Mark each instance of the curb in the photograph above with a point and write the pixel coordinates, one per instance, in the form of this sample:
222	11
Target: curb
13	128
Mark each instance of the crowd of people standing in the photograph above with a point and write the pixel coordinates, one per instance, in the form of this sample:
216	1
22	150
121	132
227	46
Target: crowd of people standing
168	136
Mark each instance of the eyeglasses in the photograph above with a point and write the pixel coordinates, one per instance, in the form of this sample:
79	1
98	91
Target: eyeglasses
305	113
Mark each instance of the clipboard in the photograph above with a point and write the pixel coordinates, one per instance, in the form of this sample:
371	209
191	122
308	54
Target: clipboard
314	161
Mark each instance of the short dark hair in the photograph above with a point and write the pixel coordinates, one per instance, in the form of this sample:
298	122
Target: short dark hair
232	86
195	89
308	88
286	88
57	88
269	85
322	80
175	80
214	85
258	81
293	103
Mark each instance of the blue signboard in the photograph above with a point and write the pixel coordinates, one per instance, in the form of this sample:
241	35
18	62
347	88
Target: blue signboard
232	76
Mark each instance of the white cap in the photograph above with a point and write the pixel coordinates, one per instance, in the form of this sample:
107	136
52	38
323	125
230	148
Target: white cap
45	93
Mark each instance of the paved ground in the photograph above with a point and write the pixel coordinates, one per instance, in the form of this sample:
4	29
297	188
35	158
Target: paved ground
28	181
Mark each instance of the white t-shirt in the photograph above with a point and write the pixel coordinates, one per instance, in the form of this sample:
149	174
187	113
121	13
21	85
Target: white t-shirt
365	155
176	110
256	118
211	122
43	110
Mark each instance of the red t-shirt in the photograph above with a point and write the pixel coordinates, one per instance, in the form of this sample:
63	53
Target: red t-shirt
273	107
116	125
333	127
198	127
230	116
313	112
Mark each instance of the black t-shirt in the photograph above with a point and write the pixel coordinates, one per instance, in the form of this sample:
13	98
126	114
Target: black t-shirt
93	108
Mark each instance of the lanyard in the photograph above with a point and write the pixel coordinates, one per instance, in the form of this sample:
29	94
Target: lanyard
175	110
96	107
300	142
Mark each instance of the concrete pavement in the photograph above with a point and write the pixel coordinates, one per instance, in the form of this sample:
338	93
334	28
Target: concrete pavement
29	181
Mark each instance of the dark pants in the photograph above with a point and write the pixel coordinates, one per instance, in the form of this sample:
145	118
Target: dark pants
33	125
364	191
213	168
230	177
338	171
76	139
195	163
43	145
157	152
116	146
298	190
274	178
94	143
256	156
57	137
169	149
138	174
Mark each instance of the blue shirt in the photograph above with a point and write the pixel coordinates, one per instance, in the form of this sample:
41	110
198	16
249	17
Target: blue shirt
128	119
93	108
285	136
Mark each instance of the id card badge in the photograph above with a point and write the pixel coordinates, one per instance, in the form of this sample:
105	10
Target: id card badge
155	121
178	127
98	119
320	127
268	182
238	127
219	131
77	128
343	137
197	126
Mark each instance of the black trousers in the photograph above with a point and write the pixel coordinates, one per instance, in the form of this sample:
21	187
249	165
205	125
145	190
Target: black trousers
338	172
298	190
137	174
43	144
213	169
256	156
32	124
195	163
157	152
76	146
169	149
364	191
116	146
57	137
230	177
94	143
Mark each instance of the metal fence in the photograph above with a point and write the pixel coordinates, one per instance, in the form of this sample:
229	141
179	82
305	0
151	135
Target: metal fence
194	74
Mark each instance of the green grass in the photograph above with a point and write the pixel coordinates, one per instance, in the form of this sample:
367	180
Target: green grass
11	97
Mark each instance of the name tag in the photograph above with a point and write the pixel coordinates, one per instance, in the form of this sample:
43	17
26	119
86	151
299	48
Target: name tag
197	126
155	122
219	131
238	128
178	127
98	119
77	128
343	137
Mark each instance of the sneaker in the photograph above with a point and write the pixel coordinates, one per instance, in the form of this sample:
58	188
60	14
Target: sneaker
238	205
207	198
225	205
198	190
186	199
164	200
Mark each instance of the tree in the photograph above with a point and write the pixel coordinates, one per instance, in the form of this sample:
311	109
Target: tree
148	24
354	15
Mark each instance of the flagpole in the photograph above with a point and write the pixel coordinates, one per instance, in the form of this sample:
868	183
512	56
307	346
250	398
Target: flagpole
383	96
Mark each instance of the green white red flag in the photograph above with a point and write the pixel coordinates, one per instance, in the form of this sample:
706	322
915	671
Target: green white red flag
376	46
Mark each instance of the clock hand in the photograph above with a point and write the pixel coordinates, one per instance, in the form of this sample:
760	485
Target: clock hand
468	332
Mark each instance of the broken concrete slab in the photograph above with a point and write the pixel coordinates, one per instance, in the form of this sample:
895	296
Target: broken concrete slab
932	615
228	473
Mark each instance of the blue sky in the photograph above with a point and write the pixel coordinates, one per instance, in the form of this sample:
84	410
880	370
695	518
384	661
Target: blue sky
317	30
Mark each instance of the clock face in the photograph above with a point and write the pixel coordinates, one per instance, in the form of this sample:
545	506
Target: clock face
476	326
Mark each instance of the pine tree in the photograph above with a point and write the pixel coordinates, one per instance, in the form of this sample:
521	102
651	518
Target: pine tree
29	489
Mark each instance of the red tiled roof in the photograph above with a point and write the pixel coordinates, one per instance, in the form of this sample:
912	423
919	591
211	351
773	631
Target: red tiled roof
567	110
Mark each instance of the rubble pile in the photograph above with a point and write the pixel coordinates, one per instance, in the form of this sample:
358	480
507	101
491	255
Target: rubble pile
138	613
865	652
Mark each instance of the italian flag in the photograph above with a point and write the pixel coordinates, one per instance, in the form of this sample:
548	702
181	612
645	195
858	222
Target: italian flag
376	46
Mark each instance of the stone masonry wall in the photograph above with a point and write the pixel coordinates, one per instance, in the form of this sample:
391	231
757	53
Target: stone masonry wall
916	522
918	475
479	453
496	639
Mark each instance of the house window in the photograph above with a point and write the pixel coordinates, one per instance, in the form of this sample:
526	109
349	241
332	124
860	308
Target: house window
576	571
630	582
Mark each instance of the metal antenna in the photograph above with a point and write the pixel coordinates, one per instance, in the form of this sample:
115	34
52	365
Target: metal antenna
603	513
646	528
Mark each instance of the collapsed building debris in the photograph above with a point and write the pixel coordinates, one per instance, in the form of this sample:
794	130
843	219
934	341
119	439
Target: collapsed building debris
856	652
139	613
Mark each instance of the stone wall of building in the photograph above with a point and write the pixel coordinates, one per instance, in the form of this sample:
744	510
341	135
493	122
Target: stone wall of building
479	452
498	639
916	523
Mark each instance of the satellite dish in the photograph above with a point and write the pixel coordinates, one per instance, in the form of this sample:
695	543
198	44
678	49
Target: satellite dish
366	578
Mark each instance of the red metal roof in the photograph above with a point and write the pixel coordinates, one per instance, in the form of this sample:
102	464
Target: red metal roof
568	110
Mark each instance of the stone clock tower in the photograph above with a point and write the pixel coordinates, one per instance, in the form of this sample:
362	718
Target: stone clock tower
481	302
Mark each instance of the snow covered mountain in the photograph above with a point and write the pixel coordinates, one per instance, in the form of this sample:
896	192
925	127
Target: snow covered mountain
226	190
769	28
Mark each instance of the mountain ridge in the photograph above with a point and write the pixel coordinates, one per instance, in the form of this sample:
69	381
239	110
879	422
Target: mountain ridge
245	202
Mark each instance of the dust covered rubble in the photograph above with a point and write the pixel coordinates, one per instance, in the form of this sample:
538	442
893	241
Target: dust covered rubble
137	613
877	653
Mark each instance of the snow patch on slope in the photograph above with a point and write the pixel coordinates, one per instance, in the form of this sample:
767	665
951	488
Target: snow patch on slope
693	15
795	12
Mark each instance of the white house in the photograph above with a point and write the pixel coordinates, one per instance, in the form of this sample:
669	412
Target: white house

##########

## TASK DIRECTIONS
With the line containing "Mark each instance of the dust" as the first and the last line of the records as the final one, print exactly the lines in that span.

## RESULT BELOW
Mark each instance of the dust covered rubble in the photograph above with a point and write the pixel coordinates, one per instance, in the form of this sample:
538	442
893	241
Target: dust covered rubble
137	613
877	653
Mark each instance of the snow patch on slope in the photograph above with a point and write the pixel coordinates, one per instance, in the form of this sample:
767	665
951	488
Target: snow patch on slope
693	15
795	12
Mark each instance of the white house in the photograph above with a point and write the pixel coordinates, one per instance, in the form of this sample:
669	412
Target: white house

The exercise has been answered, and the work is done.